**Exercise aim**.
Give back each line below verbatim.

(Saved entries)
★ ★ ★ ★ ★ ★ ★

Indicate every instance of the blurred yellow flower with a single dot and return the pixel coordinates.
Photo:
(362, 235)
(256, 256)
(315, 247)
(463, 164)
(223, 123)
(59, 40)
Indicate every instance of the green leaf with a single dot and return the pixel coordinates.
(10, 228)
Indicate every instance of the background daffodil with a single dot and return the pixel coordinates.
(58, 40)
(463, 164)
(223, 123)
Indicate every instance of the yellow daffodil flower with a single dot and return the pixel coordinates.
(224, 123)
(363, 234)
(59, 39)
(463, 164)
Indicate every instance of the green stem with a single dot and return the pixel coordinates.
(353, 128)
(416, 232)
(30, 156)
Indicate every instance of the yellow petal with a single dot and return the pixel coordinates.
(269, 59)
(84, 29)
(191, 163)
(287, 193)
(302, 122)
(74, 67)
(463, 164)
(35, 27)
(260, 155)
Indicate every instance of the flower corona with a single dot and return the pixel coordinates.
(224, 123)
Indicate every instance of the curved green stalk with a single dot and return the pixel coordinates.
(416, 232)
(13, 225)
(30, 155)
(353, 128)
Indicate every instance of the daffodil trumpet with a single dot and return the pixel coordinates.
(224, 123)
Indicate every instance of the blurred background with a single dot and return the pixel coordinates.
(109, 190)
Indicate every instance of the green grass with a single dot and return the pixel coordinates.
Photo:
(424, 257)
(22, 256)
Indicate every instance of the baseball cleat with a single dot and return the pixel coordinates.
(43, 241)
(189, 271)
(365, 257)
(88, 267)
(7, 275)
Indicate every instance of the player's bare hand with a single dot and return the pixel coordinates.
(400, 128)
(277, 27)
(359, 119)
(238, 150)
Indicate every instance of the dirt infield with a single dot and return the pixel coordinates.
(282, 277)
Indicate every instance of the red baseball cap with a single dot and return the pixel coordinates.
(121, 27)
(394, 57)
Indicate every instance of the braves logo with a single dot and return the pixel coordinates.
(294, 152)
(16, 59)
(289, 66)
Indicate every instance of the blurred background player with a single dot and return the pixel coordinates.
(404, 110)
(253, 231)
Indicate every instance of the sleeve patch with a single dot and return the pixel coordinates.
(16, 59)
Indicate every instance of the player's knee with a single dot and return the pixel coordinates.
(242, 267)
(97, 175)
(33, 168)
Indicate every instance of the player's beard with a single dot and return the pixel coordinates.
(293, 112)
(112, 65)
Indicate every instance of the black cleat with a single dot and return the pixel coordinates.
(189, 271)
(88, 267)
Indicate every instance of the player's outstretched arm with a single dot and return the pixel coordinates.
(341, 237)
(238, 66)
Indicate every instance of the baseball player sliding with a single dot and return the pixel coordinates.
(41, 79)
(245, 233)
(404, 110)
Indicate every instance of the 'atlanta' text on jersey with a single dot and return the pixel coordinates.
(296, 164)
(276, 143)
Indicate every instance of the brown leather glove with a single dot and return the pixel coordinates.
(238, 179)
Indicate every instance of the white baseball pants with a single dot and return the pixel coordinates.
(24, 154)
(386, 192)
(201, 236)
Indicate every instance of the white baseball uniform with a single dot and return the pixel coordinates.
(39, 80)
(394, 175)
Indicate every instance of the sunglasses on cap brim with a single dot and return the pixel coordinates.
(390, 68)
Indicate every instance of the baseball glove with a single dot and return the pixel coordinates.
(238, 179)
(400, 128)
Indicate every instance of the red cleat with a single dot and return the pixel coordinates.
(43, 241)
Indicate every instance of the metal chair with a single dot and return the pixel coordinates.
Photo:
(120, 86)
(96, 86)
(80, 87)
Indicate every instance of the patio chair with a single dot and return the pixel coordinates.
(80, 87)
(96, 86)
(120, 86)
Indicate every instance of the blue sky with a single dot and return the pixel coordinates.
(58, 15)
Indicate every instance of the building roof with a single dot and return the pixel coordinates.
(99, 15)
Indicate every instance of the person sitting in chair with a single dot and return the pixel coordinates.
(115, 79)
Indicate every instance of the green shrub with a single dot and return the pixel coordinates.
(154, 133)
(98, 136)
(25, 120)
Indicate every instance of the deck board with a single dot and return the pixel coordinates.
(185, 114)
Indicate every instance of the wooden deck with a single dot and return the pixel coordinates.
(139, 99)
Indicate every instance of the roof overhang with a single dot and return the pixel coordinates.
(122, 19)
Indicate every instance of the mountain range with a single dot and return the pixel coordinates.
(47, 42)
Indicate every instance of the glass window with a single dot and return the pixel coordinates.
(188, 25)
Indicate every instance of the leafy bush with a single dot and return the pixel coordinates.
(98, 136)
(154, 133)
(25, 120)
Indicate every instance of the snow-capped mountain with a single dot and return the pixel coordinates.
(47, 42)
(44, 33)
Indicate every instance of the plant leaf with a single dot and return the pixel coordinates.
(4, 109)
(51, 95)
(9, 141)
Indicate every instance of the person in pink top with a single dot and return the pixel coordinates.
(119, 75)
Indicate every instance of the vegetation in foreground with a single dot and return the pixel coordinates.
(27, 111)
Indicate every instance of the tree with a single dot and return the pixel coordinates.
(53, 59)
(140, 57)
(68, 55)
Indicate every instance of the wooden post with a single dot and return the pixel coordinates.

★ ★ ★ ★ ★ ★ ★

**Task output**.
Indicate every instance of the blurred yellow flower with a single dot and return the pixel coordinates.
Photo:
(362, 235)
(256, 256)
(315, 247)
(463, 164)
(223, 123)
(59, 40)
Indicate every instance of the green leaf with a single dot and return the pixel coordinates.
(10, 228)
Indicate every instance of the background daffodil with a single dot and return the pixel coordinates.
(58, 40)
(463, 164)
(223, 123)
Indicate every instance of the yellow daffodil flower with a single dot and return the pixel coordinates.
(224, 123)
(363, 234)
(59, 39)
(463, 164)
Indicate every instance of the green stem with a single dot and return the pixel coordinates.
(353, 128)
(416, 232)
(30, 156)
Indicate every instance of the yellow petal with a single dot and return the pixel coordinates.
(269, 59)
(84, 29)
(191, 163)
(287, 193)
(302, 122)
(74, 67)
(463, 164)
(35, 27)
(260, 155)
Indicate every instance of the flower corona with a single dot and return the pixel coordinates.
(224, 123)
Indicate every instance of the curved green stalk with a single dot and return the pixel coordinates.
(416, 232)
(13, 225)
(30, 155)
(353, 128)
Indicate every instance of the daffodil trumpet with a single dot and return the pixel coordinates.
(224, 123)
Indicate every instance of the blurred background with a single dot and return the pixel coordinates.
(109, 190)
Indicate every instance of the green grass with a single dot and return the pixel coordinates.
Photo:
(424, 257)
(22, 256)
Indicate every instance of the baseball cleat with a single dot and return the pixel coordinates.
(43, 241)
(189, 271)
(365, 257)
(88, 267)
(7, 275)
Indicate every instance of the player's bare hand with a single dot and return the pixel coordinates.
(400, 128)
(277, 27)
(359, 119)
(238, 150)
Indicate every instance of the dirt infield with a single dot and return the pixel coordinates.
(282, 277)
Indicate every instance of the red baseball cap with a single dot and return the pixel coordinates.
(121, 27)
(394, 57)
Indicate every instance of the braves logo with a single dot and return the pixel coordinates.
(294, 152)
(16, 59)
(289, 66)
Indicate every instance of the blurred background player with a single dot and return the pixel coordinates.
(404, 110)
(253, 231)
Indicate every instance of the sleeve patch with a single dot and return the pixel coordinates.
(16, 59)
Indicate every instance of the player's knee with a single dot and return the pixel coordinates.
(242, 267)
(97, 175)
(33, 168)
Indicate every instance of the player's beard with a single dot and return the pixel coordinates.
(293, 112)
(112, 65)
Indicate every instance of the black cleat with a single dot and return the pixel coordinates.
(189, 271)
(88, 267)
Indicate every instance of the player's outstretched arm with a single dot and return the pixel coordinates.
(341, 237)
(238, 66)
Indicate every instance of the baseball player sliding with a single dot and return the pixel coordinates.
(41, 79)
(245, 233)
(404, 110)
Indicate every instance of the 'atlanta' text on jersey with a single dot and return the pixel coordinates.
(296, 164)
(276, 143)
Indicate every instance of the brown leather glove with a single dot and return the pixel coordinates.
(238, 179)
Indicate every instance of the white baseball pants with a single dot and return the pixel coordinates.
(24, 154)
(386, 192)
(201, 236)
Indicate every instance of the white baseball uniform with a single dot and return the pixel coordinates.
(39, 80)
(394, 175)
Indicate every instance of the sunglasses on cap brim with a single dot and return the pixel coordinates.
(390, 68)
Indicate every instance of the baseball glove with a single dot and return the pixel coordinates.
(238, 179)
(400, 128)
Indicate every instance of the red cleat with a single dot and return the pixel coordinates.
(43, 241)
Indicate every instance of the metal chair with a single dot and return the pixel coordinates.
Photo:
(120, 86)
(96, 86)
(80, 87)
Indicate every instance of the patio chair with a single dot and return the pixel coordinates.
(80, 87)
(96, 86)
(120, 86)
Indicate every instance of the blue sky with a single dot and return the pixel coordinates.
(58, 15)
Indicate every instance of the building roof with a single dot and return the pixel coordinates.
(99, 15)
Indicate every instance of the person sitting in chair with a single dot and return the pixel coordinates.
(115, 79)
Indicate every instance of the green shrub with a single dot and return the pixel coordinates.
(154, 133)
(98, 136)
(25, 120)
Indicate every instance of the deck board with a single dot and return the pixel coordinates.
(185, 114)
Indicate every instance of the wooden deck with a single dot and return the pixel coordinates.
(139, 99)
Indicate every instance of the roof overhang with a single dot and return the pixel coordinates.
(122, 19)
Indicate every instance of the mountain range with a single dot and return the pixel coordinates.
(47, 42)
Indicate every instance of the glass window with a single dot and return the pixel coordinates.
(188, 25)
Indicate every instance of the leafy bush with a single dot and return the pixel coordinates.
(98, 136)
(154, 133)
(25, 120)
Indicate every instance of the snow-capped mountain with a single dot and return the pixel coordinates.
(47, 42)
(44, 33)
Indicate every instance of the plant leaf with a single dot and return the pixel coordinates.
(4, 109)
(51, 95)
(9, 141)
Indicate every instance of the person in pink top with a single dot and return the pixel coordinates.
(119, 75)
Indicate every instance of the vegetation in foreground with a single dot and return the pixel coordinates.
(27, 111)
Indicate every instance of the tree with a single dot and return the pixel coordinates.
(53, 59)
(140, 57)
(68, 55)
Indicate every instance of the wooden post with a single dot and return the pixel coordinates.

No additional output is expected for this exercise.